### EXTRAIT DE DOCUMENT:

La proposition de Marc Prensky repose sur deux prémisses. La première postule que les jeunes sont nés dans un environnement où les technologies étaient déjà omniprésentes. La deuxième repose sur l’idée d’une certaine stabilité culturelle à l’échelle générationnelle.

Les deux sont fausses.

Pour discuter la première, il convient de s’accorder sur la définition d’un digital native. Pour l’être, faut-il être né après l’invention de l’ordinateur, d’internet ou de Facebook ? Suffit-il d’avoir vécu dans une foyer équipé d’un ordinateur familial ou bien faut-il posséder soi-même tous les artefacts  numériques d’aujourd’hui et en faire un usage intensif ? Peut-on être un digital native après avoir étudié dans un système éducatif qui n’a pas pris en compte le numérique ? Dans son article, Marc Prensky fixe imprudemment le début des années 80 comme date au-delà de laquelle les enfants sont des digital natives. Cela lui sera souvent reproché et c’est justice. L’espèce d’immanence des technologies numériques que l’on peut observer aujourd’hui n’était pas établie à cette époque. De plus, c’était faire fi de différences sociologiques et sociétales dont on sait l’importance qu’elles ont, tant l’appropriation des technologies répond à des déterminants socioéconomiques. A vrai dire pourtant, le problème est moins d’ordre empirique qu’épistémologique. Marc Prensky n’a sans doute  pas choisi les bons indicateurs. Les digital natives sont nés, moins dans une société équipées des dernières technologies numériques que dans une société dont les pratiques et représentations individuelles et collectives ont été transformées par l’ensemble des usages des technologies numériques. En ce sens, c’est de culture et non de technologie qu’il s’agit. Présentée ainsi, la proposition de Marc Prensky retrouve toute sa force. Les digital natives grandissent dans une société dont la culture a été transformée par les spécificités de la médiation instrumentale numérique. On ne s’informe plus, on ne s’exprime plus, on ne raisonne plus exactement de la même manière qu’auparavant et les technologies numériques y sont pour quelque chose. Notre image du Monde, nos relations sociales ne s’élaborent plus  tout à fait pareil. Et cet impact des technologies numériques sur les jeunes s’exerce finalement sur eux, qu’ils fassent un usage intensif des technologies ou non, puisque ce sont l’ensemble des dimensions de notre culture qui ont été affectées par le numérique.

### ÉNONCÉ DU PROBLÈME 1:
D'après l'extrait sur les digital natives, à partir de quelle époque Marc Prensky considère-t-il que les enfants sont des digital natives ?
L'extrait et les enregistrements n'ont pas la même origine.

### DONNÉES DE TRAVAIL:

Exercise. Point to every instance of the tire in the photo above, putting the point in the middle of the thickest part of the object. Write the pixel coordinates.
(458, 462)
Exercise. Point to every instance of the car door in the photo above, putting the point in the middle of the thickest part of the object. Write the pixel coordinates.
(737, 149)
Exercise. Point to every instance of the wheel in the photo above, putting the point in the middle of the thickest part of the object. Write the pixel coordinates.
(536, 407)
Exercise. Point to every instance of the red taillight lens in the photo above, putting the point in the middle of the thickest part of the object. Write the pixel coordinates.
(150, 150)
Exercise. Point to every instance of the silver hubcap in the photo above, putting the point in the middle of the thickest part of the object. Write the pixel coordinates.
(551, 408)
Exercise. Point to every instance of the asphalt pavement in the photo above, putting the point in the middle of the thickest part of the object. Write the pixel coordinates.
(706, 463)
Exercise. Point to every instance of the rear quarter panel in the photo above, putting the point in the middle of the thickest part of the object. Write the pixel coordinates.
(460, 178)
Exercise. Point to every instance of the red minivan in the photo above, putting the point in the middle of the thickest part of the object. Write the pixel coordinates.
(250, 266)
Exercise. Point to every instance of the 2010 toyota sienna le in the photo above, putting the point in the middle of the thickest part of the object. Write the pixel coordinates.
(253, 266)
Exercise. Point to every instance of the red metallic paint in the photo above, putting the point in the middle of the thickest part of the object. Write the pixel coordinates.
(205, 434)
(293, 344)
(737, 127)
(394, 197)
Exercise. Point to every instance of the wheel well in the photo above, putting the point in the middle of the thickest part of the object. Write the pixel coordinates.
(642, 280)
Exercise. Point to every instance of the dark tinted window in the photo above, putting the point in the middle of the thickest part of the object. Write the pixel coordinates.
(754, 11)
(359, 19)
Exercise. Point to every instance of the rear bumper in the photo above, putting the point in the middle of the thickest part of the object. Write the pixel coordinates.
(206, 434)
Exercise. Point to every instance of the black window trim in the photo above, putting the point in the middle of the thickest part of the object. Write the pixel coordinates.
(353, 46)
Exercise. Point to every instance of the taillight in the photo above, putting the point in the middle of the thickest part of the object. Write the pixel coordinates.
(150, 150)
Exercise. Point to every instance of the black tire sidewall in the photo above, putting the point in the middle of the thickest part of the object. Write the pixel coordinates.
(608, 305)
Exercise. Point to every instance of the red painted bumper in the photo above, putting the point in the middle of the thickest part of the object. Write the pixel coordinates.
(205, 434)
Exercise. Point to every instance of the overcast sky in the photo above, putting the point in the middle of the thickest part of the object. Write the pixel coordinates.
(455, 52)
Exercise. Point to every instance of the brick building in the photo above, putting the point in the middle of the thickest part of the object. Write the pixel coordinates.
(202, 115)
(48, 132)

### ÉNONCÉ DU PROBLÈME 2:
Montrez, s'il vous plaît, en les recopiant, toutes les lignes des enregistrements qui contiennent la chaîne "tire", en tenant compte de la casse.

### RÉSULTAT OBTENU 1:
À partir du début des années 80.

### RÉSULTAT OBTENU 2:
Exercise. Point to every instance of the tire in the photo above, putting the point in the middle of the thickest part of the object. Write the pixel coordinates.
Exercise. Point to every instance of the black tire sidewall in the photo above, putting the point in the middle of the thickest part of the object. Write the pixel coordinates.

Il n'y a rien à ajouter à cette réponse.